_WORK INSTRUCTIONS_. The data below should be repeated exactly and in full.
——
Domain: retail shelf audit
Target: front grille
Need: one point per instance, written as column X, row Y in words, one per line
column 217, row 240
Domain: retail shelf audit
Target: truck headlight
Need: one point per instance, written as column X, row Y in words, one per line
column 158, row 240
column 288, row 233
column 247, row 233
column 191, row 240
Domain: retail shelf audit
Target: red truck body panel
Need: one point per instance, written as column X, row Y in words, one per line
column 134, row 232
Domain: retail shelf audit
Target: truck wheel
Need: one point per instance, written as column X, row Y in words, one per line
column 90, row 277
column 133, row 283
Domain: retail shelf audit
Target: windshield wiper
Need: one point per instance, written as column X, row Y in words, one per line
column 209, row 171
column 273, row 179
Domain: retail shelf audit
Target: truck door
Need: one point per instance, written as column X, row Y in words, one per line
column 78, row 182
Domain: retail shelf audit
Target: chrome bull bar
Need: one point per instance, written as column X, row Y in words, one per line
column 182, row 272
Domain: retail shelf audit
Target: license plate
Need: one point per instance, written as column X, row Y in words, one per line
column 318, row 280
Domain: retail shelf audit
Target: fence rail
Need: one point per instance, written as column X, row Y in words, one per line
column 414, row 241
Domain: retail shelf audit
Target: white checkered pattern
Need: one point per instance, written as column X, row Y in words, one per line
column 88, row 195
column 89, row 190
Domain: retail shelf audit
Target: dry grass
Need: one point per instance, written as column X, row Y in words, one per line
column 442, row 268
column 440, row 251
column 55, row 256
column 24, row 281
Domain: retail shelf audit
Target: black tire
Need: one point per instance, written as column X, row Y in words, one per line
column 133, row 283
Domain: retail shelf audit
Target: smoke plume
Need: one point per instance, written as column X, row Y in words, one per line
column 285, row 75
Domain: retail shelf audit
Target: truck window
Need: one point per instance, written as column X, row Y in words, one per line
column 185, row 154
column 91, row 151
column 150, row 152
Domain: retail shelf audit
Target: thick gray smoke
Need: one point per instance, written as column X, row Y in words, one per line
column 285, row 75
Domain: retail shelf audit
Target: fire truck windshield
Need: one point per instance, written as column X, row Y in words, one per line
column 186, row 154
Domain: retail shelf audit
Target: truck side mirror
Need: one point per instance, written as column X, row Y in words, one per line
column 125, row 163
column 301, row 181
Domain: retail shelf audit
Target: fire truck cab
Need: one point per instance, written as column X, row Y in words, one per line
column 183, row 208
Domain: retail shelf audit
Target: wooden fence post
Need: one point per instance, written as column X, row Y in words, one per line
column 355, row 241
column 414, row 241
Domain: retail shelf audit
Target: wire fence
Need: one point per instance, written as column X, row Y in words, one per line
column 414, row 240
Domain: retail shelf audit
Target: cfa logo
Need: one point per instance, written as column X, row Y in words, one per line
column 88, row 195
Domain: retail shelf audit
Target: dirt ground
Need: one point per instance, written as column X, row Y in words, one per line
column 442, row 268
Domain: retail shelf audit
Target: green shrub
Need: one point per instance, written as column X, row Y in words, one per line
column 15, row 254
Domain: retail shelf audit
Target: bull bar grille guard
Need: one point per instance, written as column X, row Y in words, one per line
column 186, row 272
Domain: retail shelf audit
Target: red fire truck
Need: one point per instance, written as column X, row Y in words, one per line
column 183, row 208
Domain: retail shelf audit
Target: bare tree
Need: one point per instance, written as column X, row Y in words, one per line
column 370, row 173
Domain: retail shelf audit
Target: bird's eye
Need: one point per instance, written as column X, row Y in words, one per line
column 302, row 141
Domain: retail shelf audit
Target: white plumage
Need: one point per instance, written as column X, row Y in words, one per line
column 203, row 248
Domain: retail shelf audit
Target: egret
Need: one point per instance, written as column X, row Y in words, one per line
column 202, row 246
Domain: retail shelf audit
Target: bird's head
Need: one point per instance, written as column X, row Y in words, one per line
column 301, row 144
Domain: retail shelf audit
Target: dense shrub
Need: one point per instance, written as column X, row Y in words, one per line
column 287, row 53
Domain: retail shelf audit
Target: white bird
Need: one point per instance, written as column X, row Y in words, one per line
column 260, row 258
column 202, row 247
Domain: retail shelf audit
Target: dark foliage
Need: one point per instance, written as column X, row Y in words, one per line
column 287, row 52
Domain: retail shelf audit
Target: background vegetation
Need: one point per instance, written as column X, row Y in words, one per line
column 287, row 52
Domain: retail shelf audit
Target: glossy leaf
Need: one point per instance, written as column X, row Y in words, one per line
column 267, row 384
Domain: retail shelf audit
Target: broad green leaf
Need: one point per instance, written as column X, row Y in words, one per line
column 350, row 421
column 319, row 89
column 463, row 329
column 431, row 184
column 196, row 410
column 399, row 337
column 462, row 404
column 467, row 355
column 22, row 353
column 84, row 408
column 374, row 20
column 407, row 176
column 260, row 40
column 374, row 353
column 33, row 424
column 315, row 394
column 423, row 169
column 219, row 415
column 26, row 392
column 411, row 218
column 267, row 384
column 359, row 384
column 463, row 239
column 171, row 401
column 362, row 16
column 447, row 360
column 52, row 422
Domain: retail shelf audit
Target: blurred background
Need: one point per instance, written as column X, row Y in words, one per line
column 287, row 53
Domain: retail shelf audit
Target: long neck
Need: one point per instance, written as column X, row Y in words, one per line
——
_REPLY_.
Domain: retail shelf audit
Target: front grille
Need: one point per instance, written as column X, row Y in words, one per line
column 217, row 240
Domain: retail shelf audit
Target: truck headlight
Need: one point per instance, written as column X, row Y in words, one per line
column 158, row 240
column 288, row 233
column 247, row 233
column 191, row 240
Domain: retail shelf audit
Target: red truck body panel
Need: one point per instance, written as column X, row Y in words, one per line
column 134, row 232
Domain: retail shelf audit
Target: truck wheel
Need: one point per instance, written as column X, row Y in words, one per line
column 90, row 277
column 133, row 283
Domain: retail shelf audit
Target: windshield wiper
Need: one point per instance, written as column X, row Y in words, one per line
column 209, row 171
column 273, row 179
Domain: retail shelf audit
Target: truck door
Need: one point per instance, written as column X, row Y in words, one per line
column 78, row 182
Domain: retail shelf audit
Target: chrome bull bar
Need: one point per instance, written as column X, row Y in words, one per line
column 182, row 272
Domain: retail shelf audit
Target: license plate
Need: one point per instance, written as column X, row Y in words, one per line
column 318, row 280
Domain: retail shelf audit
Target: fence rail
Need: one point per instance, written as column X, row Y in words, one per line
column 414, row 241
Domain: retail shelf audit
Target: white checkered pattern
Need: one point per instance, written as column X, row Y in words, one per line
column 88, row 195
column 89, row 190
Domain: retail shelf audit
Target: dry grass
Need: one point per instance, written as column X, row Y in words, one per line
column 442, row 268
column 440, row 251
column 55, row 256
column 24, row 281
Domain: retail shelf audit
Target: black tire
Need: one point per instance, written as column X, row Y in words, one per line
column 133, row 283
Domain: retail shelf audit
Target: smoke plume
Need: one point per instance, written as column X, row Y in words, one per line
column 285, row 75
Domain: retail shelf audit
Target: truck window
Need: one point per instance, written as column X, row Y in words, one per line
column 185, row 154
column 91, row 151
column 150, row 152
Domain: retail shelf audit
Target: thick gray smoke
Need: one point per instance, written as column X, row Y in words, one per line
column 285, row 75
Domain: retail shelf audit
Target: fire truck windshield
Need: one point per instance, written as column X, row Y in words, one per line
column 186, row 154
Domain: retail shelf audit
Target: truck side mirror
Need: one point per instance, written as column X, row Y in words, one per line
column 125, row 163
column 301, row 181
Domain: retail shelf audit
Target: fire truck cab
Need: one point per instance, written as column X, row Y in words, one per line
column 183, row 208
Domain: retail shelf audit
Target: wooden fence post
Need: one point per instance, written as column X, row Y in words, one per line
column 355, row 241
column 414, row 241
Domain: retail shelf audit
Target: wire fence
Need: one point per instance, written as column X, row Y in words, one per line
column 414, row 240
Domain: retail shelf audit
Target: cfa logo
Need: one point per instance, written as column X, row Y in words, one per line
column 88, row 195
Domain: retail shelf audit
Target: dirt ground
Need: one point per instance, written as column X, row Y in words, one per line
column 442, row 268
Domain: retail shelf audit
Target: green shrub
Need: one point per instance, written as column X, row Y in words, one per line
column 15, row 254
Domain: retail shelf audit
Target: bull bar grille guard
Need: one point per instance, written as column X, row Y in words, one per line
column 186, row 272
Domain: retail shelf audit
Target: red fire truck
Need: one point per instance, written as column X, row Y in words, one per line
column 183, row 208
Domain: retail shelf audit
Target: bare tree
Need: one point per instance, written as column X, row Y in words, one per line
column 370, row 173
Domain: retail shelf audit
Target: bird's eye
Need: one point per instance, written as column X, row Y in words, one per line
column 302, row 141
Domain: retail shelf audit
Target: white plumage
Need: one point per instance, written as column X, row Y in words, one per line
column 203, row 248
Domain: retail shelf audit
Target: egret
Need: one point per instance, written as column X, row Y in words, one per line
column 202, row 246
Domain: retail shelf audit
Target: bird's head
Need: one point per instance, written as column X, row Y in words, one per line
column 301, row 144
Domain: retail shelf audit
Target: dense shrub
Need: one point per instance, written as column X, row Y in words, one per line
column 287, row 53
Domain: retail shelf audit
Target: white bird
Need: one point per instance, written as column X, row Y in words, one per line
column 260, row 258
column 202, row 247
Domain: retail shelf audit
Target: dark foliage
Need: one point per instance, written as column X, row Y in words, one per line
column 287, row 52
Domain: retail shelf audit
Target: background vegetation
Need: one point per instance, written as column X, row Y in words, one per line
column 287, row 52
Domain: retail shelf audit
Target: glossy leaf
Need: one point per instance, written as column X, row Y in words, one per line
column 267, row 384
Domain: retail shelf audit
Target: broad green leaf
Need: one point per instance, written as column X, row Y in words, one per line
column 350, row 421
column 319, row 89
column 463, row 329
column 431, row 184
column 196, row 410
column 399, row 337
column 462, row 404
column 467, row 355
column 22, row 353
column 84, row 408
column 374, row 20
column 407, row 176
column 260, row 40
column 374, row 353
column 33, row 424
column 315, row 394
column 423, row 169
column 219, row 415
column 26, row 392
column 411, row 218
column 267, row 384
column 359, row 384
column 463, row 239
column 171, row 401
column 362, row 16
column 447, row 360
column 52, row 422
Domain: retail shelf audit
Target: blurred background
Need: one point per instance, written as column X, row Y in words, one per line
column 287, row 53
Domain: retail shelf audit
Target: long neck
Need: one point per instance, written as column X, row Y in words, one per line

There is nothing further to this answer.